• TEXT EXCERPT:
The Midland Fertility Service said it would be unethical for Beth’s medical colleagues to treat them, so they went to another clinic and endured the misery of two failed rounds of ICSI costing £10,000, which were paid for by their generous parents.
‘I begged my own clinic to do another cycle. I just knew it would make a difference to be treated by people who cared,’ says Beth.
It did. Beth became pregnant and gave birth to twins Toby and Barney, who are now three. After the birth, Beth went on a major diet to lose 2st, and Thomas — who is slim anyway — shared the same meals.
He doesn’t know whether the change in food intake affected his fertility, but to the couple’s astonishment Beth then got pregnant naturally. Baby Phoebe was born last December.
So why is male infertility on the rise? Sheena Lewis, professor of reproductive medicine at Queen’s University, Belfast, is the inventor of the sperm comet test and has a long-standing interest in the area.
‘The number of men with fertility problems is growing rapidly,’ she says. ‘It is no longer a personal issue, it is a major public health issue.

• EXERCISE REQUIREMENTS:
**A.** Reproduce the infertility article word for word, from "The Midland Fertility" up to and including "born last December.".
**B.** According to the infertility article, at which university is Sheena Lewis a professor of reproductive medicine?
**C.** Pick up the infertility article after its final sentence and keep writing.

Extracted records
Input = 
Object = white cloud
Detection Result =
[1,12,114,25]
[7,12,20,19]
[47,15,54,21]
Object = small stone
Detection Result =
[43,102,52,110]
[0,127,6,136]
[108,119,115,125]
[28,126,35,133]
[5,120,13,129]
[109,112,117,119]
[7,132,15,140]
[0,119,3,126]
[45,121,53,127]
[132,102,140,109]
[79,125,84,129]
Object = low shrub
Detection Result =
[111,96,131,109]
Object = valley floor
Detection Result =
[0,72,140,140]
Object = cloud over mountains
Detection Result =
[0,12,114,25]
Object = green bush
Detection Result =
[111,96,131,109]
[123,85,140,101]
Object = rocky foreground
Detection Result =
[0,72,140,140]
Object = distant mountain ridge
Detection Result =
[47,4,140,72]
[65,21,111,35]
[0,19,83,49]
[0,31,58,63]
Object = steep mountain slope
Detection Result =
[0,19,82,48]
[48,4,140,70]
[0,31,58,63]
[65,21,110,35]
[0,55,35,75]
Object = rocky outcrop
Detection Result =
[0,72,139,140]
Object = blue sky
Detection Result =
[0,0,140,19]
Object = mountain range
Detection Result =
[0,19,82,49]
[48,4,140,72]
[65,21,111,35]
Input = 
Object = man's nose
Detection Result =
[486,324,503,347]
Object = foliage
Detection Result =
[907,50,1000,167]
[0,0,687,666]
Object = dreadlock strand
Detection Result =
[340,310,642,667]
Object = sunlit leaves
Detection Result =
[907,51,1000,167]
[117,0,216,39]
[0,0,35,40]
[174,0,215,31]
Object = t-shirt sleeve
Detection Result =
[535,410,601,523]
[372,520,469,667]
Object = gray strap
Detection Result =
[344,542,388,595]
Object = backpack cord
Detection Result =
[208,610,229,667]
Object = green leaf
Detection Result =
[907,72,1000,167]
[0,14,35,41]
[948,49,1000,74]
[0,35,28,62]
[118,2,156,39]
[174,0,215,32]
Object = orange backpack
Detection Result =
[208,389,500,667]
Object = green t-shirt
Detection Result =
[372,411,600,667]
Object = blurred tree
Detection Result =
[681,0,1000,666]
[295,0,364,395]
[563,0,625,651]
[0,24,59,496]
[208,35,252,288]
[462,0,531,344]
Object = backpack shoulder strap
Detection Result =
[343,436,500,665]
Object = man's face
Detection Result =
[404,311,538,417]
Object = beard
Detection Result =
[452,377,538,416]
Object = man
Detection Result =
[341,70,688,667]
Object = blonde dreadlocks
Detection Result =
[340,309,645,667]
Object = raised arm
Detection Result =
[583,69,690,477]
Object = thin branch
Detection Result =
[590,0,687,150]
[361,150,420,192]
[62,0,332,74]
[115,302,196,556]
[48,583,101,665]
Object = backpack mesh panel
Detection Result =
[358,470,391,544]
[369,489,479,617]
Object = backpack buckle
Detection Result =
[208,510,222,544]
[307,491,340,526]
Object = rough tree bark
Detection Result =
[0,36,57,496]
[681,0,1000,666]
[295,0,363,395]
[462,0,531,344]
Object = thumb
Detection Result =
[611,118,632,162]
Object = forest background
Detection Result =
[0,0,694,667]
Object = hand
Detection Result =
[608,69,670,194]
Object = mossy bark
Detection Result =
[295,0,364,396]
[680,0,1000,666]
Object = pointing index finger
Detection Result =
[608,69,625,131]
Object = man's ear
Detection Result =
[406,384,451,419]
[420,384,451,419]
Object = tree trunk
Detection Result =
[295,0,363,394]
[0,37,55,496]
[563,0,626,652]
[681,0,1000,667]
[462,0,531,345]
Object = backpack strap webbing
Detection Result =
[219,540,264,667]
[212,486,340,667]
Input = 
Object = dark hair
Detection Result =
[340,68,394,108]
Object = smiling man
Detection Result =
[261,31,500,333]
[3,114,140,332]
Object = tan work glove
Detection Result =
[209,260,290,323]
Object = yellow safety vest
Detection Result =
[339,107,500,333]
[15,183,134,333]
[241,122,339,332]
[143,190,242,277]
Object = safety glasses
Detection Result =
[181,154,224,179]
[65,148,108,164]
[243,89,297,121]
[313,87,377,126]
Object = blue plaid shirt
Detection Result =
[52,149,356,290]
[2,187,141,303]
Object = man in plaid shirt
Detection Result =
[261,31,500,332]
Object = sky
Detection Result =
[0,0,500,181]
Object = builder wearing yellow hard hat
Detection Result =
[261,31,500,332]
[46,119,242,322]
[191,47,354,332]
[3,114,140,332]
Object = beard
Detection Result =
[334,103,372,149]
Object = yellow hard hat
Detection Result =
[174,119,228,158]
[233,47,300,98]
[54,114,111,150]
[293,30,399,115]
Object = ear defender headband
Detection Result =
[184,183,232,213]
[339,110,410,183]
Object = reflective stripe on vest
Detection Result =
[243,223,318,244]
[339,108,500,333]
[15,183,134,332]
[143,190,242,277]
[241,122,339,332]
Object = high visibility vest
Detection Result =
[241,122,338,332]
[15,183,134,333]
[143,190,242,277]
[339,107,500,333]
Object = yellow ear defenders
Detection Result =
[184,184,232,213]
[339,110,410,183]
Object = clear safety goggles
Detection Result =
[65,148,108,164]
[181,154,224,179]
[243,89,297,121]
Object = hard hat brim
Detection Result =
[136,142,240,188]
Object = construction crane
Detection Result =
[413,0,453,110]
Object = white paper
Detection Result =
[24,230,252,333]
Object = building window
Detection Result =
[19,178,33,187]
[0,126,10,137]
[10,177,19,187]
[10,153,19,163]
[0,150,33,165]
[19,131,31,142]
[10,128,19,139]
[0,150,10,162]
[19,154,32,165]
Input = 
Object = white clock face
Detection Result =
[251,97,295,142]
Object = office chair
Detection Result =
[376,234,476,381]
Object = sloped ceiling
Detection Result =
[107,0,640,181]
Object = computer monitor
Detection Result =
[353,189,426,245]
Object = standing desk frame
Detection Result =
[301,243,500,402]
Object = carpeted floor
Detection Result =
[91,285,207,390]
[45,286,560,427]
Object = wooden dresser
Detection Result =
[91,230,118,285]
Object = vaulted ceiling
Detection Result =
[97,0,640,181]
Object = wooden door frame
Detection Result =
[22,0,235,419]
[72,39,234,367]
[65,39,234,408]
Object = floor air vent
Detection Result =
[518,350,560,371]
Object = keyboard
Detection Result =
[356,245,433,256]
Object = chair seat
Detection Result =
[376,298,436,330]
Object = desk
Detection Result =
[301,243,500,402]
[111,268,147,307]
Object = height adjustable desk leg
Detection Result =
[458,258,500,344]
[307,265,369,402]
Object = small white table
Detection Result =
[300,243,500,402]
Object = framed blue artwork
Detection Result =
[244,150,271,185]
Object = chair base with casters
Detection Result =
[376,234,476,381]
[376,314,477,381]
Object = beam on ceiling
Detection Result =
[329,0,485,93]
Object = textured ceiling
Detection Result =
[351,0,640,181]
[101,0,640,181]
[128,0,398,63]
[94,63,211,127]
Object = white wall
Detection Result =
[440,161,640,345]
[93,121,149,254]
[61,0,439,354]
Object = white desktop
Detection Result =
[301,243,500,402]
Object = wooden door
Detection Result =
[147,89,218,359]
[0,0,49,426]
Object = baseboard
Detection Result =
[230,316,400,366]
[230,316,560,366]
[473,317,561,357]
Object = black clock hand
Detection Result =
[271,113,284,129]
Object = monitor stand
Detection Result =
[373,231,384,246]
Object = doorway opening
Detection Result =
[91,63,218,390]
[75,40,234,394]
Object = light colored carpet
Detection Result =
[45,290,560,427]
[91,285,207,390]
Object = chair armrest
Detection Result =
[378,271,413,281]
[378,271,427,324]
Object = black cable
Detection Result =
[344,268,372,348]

• ANSWERS TO THE PROBLEMS:
**A.**
The Midland Fertility Service said it would be unethical for Beth’s medical colleagues to treat them, so they went to another clinic and endured the misery of two failed rounds of ICSI costing £10,000, which were paid for by their generous parents.
‘I begged my own clinic to do another cycle. I just knew it would make a difference to be treated by people who cared,’ says Beth.
It did. Beth became pregnant and gave birth to twins Toby and Barney, who are now three. After the birth, Beth went on a major diet to lose 2st, and Thomas — who is slim anyway — shared the same meals.
He doesn’t know whether the change in food intake affected his fertility, but to the couple’s astonishment Beth then got pregnant naturally. Baby Phoebe was born last December.

**B.** Queen's University, Belfast.

**C.**
‘Environmental factors must be the cause, and if we don’t find out what they are and do something, the problem will accelerate.’
Evidence showing that sperm concentrations had halved since the Forties first began to emerge 20 years ago.
Many scientists questioned the testing methods used in these early studies, but since then an avalanche of other research has shown sperm quality deteriorating year on year.
Incidence of cancer of the genital organs in young men has also inexplicably doubled since the Seventies.
Research published only last month shows more than one in 20 baby boys is now born with undescended testes, trebling the risk of testicular cancer which usually strikes in young adulthood and often results in infertility.
We now know chronic unfitness and obesity can also sabotage the reproductive capacity of men, and long-term harm from cigarettes can be passed from smoking father to non-smoking son.
It’s also known that by-products from some plastics that mimic the effects of female hormones are damaging to sperm, as are by-products from car pollution.
‘There are lots of reasons to be worried about this,’ says Marco Gaudoin, medical director of the Glasgow Centre for Reproductive Medicine.
‘We now have something like 80,000 new chemicals introduced in the Western world in the past century. We have rivers where all the fish are female.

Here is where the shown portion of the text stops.